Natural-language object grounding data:
****
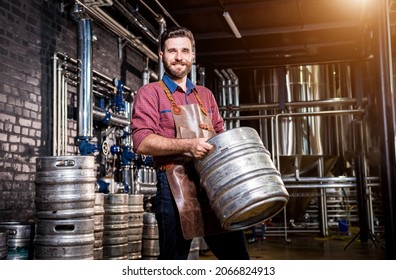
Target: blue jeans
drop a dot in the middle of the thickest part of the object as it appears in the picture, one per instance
(173, 246)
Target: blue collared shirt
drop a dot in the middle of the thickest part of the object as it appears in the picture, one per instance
(172, 86)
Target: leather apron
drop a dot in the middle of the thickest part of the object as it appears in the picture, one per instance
(196, 216)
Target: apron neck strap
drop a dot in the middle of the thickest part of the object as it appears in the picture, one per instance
(176, 108)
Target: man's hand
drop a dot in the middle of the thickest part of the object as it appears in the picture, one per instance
(200, 148)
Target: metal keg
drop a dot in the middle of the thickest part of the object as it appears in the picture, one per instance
(115, 235)
(65, 187)
(135, 224)
(20, 240)
(3, 244)
(241, 181)
(98, 225)
(71, 239)
(150, 241)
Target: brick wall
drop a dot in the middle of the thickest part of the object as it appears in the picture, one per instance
(31, 32)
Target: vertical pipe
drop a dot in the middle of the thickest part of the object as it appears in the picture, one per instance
(162, 28)
(229, 95)
(85, 85)
(58, 109)
(386, 124)
(222, 94)
(54, 95)
(235, 85)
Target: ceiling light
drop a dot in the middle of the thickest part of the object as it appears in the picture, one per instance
(232, 25)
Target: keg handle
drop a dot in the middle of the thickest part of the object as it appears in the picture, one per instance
(64, 228)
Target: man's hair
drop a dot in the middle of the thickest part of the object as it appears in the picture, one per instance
(176, 32)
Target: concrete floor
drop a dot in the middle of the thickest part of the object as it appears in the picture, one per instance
(313, 247)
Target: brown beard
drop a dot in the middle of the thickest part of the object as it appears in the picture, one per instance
(176, 75)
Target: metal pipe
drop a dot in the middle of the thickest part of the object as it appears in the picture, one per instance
(55, 101)
(222, 96)
(115, 27)
(386, 111)
(84, 53)
(162, 28)
(229, 96)
(235, 85)
(295, 104)
(337, 112)
(114, 118)
(64, 115)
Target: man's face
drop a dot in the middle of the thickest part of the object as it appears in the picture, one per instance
(177, 57)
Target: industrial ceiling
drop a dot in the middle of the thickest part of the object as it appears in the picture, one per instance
(272, 32)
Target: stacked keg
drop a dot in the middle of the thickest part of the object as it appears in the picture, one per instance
(65, 199)
(135, 223)
(194, 249)
(150, 242)
(115, 234)
(98, 225)
(20, 241)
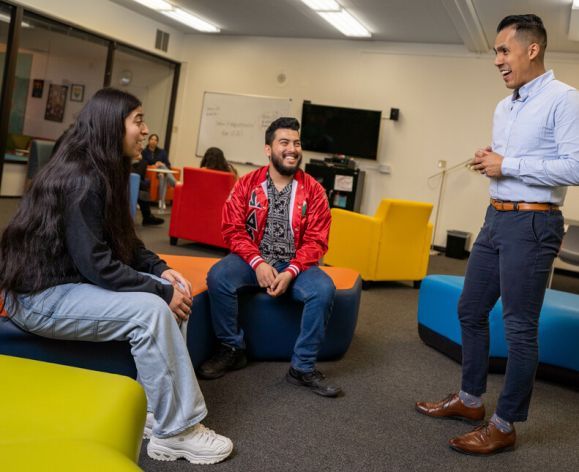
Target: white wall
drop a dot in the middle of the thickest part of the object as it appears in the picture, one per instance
(446, 98)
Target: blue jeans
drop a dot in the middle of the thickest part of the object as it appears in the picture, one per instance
(312, 287)
(511, 258)
(86, 312)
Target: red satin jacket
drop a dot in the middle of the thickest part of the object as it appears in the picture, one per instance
(245, 215)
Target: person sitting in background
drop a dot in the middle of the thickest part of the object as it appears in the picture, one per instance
(139, 166)
(215, 159)
(153, 155)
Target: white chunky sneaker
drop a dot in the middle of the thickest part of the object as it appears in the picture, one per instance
(148, 432)
(199, 445)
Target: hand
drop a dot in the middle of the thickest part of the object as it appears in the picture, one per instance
(487, 162)
(177, 279)
(180, 304)
(265, 274)
(280, 284)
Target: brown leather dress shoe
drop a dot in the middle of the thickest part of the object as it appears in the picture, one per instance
(485, 440)
(452, 408)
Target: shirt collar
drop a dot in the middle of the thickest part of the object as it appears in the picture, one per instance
(533, 86)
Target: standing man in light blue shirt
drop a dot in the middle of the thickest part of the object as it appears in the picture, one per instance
(533, 157)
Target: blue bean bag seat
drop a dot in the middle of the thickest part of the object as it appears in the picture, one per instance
(439, 327)
(272, 325)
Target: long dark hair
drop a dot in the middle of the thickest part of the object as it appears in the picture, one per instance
(89, 155)
(215, 159)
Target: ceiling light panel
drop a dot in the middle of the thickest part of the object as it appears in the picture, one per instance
(158, 5)
(191, 20)
(323, 5)
(344, 22)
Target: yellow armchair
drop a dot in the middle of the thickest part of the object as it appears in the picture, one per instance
(394, 244)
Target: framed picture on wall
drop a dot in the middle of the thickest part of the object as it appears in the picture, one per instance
(56, 102)
(76, 93)
(37, 88)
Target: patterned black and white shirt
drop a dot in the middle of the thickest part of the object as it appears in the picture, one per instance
(277, 244)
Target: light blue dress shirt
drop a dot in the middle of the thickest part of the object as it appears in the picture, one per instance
(538, 136)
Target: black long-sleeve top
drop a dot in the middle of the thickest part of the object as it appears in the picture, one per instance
(89, 258)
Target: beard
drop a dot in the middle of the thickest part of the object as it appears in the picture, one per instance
(288, 171)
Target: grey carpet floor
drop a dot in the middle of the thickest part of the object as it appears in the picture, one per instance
(276, 426)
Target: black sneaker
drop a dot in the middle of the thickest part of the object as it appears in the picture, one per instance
(315, 381)
(226, 358)
(152, 220)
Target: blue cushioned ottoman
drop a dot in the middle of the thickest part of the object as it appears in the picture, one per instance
(438, 326)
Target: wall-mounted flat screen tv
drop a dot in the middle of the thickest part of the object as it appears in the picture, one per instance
(337, 130)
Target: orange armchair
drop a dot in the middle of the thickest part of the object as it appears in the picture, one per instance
(153, 177)
(197, 206)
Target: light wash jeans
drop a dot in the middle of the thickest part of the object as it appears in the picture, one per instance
(312, 287)
(86, 312)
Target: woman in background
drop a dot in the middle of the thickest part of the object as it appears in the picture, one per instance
(72, 268)
(153, 155)
(215, 159)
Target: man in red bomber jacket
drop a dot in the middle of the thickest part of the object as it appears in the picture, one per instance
(276, 223)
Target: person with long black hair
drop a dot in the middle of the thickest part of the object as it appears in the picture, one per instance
(72, 267)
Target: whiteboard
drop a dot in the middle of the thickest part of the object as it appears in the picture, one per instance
(236, 124)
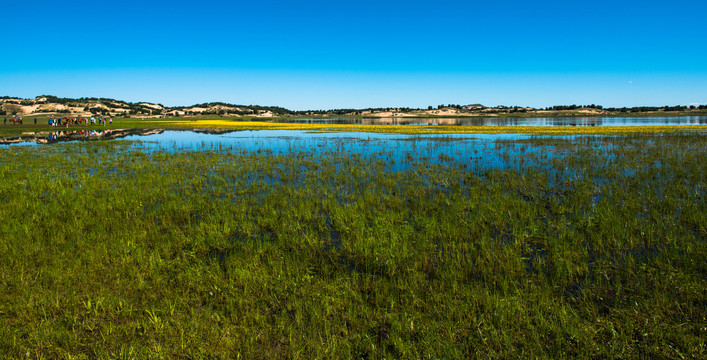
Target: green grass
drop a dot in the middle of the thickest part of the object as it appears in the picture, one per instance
(110, 251)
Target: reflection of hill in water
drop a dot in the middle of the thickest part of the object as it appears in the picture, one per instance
(511, 121)
(47, 137)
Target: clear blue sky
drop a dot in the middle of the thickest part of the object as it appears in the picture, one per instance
(355, 54)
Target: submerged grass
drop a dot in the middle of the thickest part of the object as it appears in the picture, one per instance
(427, 129)
(110, 251)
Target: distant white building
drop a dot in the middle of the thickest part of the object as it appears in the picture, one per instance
(473, 107)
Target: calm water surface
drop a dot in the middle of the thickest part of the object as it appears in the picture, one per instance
(501, 121)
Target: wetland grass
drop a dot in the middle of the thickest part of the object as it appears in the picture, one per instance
(108, 250)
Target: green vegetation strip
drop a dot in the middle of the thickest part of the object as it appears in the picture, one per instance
(109, 251)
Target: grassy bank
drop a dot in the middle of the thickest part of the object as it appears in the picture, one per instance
(244, 124)
(110, 251)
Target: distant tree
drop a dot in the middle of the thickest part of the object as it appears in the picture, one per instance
(12, 109)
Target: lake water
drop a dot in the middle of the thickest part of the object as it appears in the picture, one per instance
(501, 121)
(399, 151)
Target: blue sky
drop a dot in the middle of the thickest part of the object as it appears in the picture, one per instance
(334, 54)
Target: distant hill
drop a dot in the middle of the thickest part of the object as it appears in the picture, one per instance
(48, 105)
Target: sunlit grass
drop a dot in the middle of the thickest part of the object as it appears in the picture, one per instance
(594, 247)
(438, 129)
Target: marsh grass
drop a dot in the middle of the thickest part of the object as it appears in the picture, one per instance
(109, 250)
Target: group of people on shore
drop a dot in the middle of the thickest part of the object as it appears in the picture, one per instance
(67, 121)
(80, 121)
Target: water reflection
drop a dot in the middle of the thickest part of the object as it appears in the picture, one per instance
(506, 121)
(48, 137)
(398, 151)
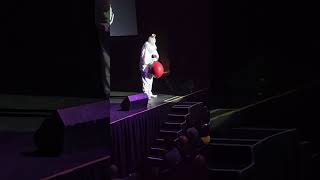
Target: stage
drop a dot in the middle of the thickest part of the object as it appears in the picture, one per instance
(131, 135)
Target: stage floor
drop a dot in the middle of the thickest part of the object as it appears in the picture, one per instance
(116, 114)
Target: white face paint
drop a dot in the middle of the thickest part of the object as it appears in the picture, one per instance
(152, 40)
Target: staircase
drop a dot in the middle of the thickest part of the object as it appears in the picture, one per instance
(249, 153)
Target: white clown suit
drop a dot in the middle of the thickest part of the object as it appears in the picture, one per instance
(149, 54)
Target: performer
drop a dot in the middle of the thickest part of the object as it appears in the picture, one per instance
(149, 54)
(103, 19)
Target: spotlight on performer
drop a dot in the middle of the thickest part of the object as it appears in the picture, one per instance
(157, 69)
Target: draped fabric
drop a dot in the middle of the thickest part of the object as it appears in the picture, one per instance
(132, 136)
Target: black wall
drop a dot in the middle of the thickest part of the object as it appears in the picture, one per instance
(49, 48)
(262, 48)
(182, 40)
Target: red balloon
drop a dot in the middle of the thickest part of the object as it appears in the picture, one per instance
(157, 69)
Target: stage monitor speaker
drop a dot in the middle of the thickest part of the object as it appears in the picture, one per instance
(75, 129)
(135, 101)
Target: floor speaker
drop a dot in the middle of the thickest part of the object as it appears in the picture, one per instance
(135, 101)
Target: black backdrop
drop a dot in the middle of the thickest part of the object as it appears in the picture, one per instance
(262, 48)
(49, 48)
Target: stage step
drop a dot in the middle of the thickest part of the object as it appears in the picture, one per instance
(229, 156)
(177, 118)
(175, 125)
(160, 142)
(187, 107)
(171, 135)
(234, 174)
(155, 160)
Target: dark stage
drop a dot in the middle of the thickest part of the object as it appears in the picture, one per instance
(133, 131)
(20, 117)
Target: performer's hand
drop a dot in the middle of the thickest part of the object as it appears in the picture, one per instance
(154, 56)
(109, 15)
****
## TASK STATEMENT
Among the entries, count the lines that hold "apron". Reply with the count only.

## ANSWER
2